▶ _Text provided_
# # # # #

Can LLMs Simulate Personas with Reversed Performance? A Benchmark for Counterfactual Instruction Following
This addresses a limitation in persona simulation for virtual environments, which is incremental as it identifies a specific failure mode in existing LLM capabilities.
The paper tackles the problem that state-of-the-art LLMs cannot simulate personas with reversed performance, such as low-proficiency students, impairing simulation diversity. It proposes the first benchmark for counterfactual instruction following in mathematical reasoning, finding that LLMs, including OpenAI o1, all struggle with this task, with performance worsening when intersecting factors like race are added.

# # # # #

▶ _Information given_
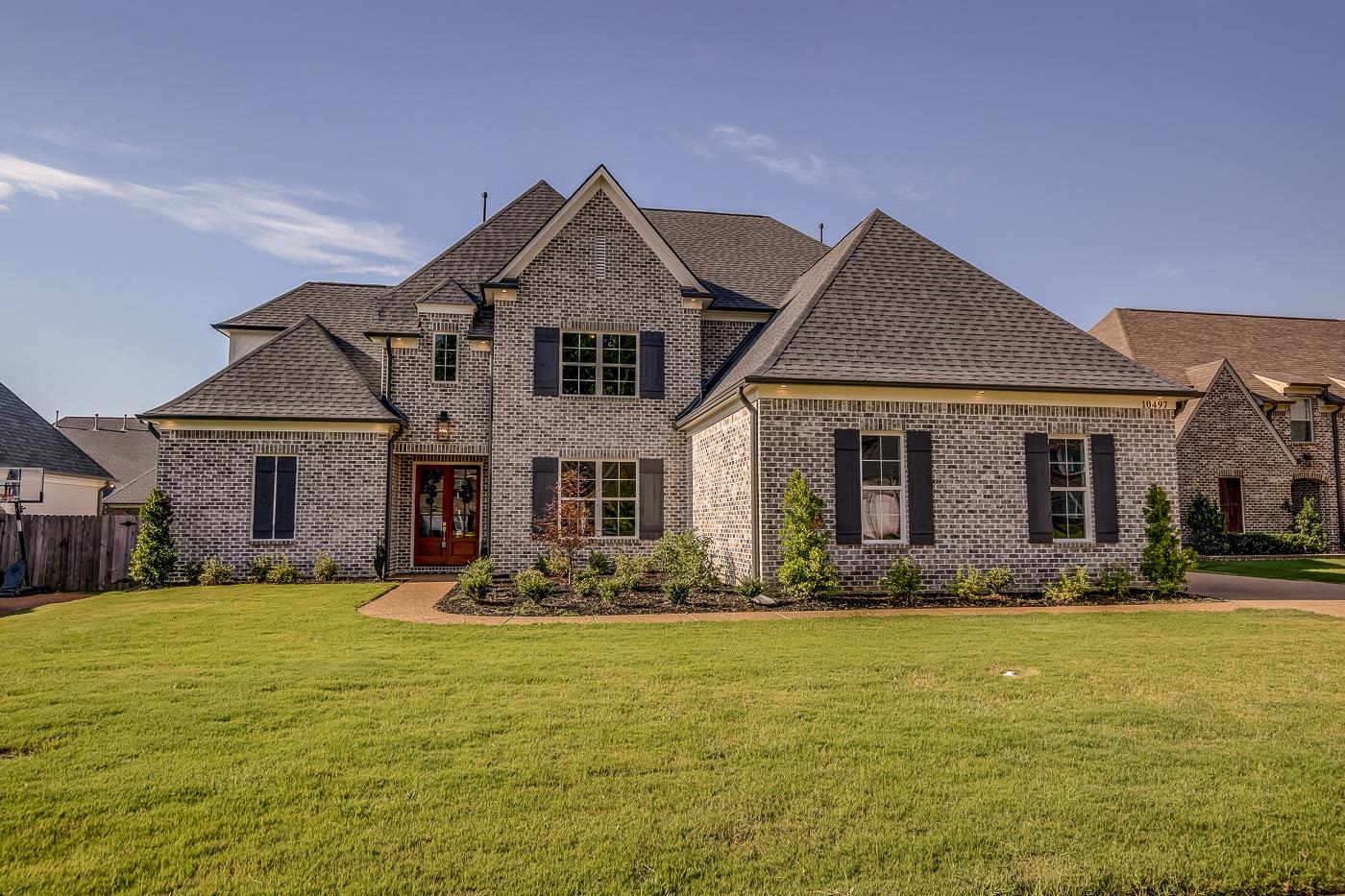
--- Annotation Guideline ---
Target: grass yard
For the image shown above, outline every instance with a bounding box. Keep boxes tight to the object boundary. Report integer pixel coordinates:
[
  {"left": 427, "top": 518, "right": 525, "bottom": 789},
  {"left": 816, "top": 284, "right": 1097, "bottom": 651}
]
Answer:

# # # # #

▶ _Questions on the material_
1: In the text on LLM persona simulation, rewrite everything from "Can LLMs Simulate" down to "race are added.", swapping "low-proficiency students" for "novice learners".
2: Extend the text on LLM persona simulation by writing the next few sentences after its last one.
The records have no connection to the text on LLM persona simulation.

▶ _Answers to the problems_
1:
Can LLMs Simulate Personas with Reversed Performance? A Benchmark for Counterfactual Instruction Following
This addresses a limitation in persona simulation for virtual environments, which is incremental as it identifies a specific failure mode in existing LLM capabilities.
The paper tackles the problem that state-of-the-art LLMs cannot simulate personas with reversed performance, such as novice learners, impairing simulation diversity. It proposes the first benchmark for counterfactual instruction following in mathematical reasoning, finding that LLMs, including OpenAI o1, all struggle with this task, with performance worsening when intersecting factors like race are added.

2:
Large Language Models (LLMs) are now increasingly widely used to simulate personas in virtual environments, leveraging their instruction-following capability. However, we discovered that even state-of-the-art LLMs cannot simulate personas with reversed performance (e.g., student personas with low proficiency in educational settings), which impairs the simulation diversity and limits the practical applications of the simulated environments. In this work, using mathematical reasoning as a representative scenario, we propose the first benchmark dataset for evaluating LLMs on simulating personas with reversed performance, a capability that we dub "counterfactual instruction following". We evaluate both open-weight and closed-source LLMs on this task and find that LLMs, including the OpenAI o1 reasoning model, all struggle to follow counterfactual instructions for simulating reversedly performing personas. Intersectionally simulating both the performance level and the race population of a persona worsens the effect even further. These results highlight the challenges of counterfactual instruction following and the need for further research.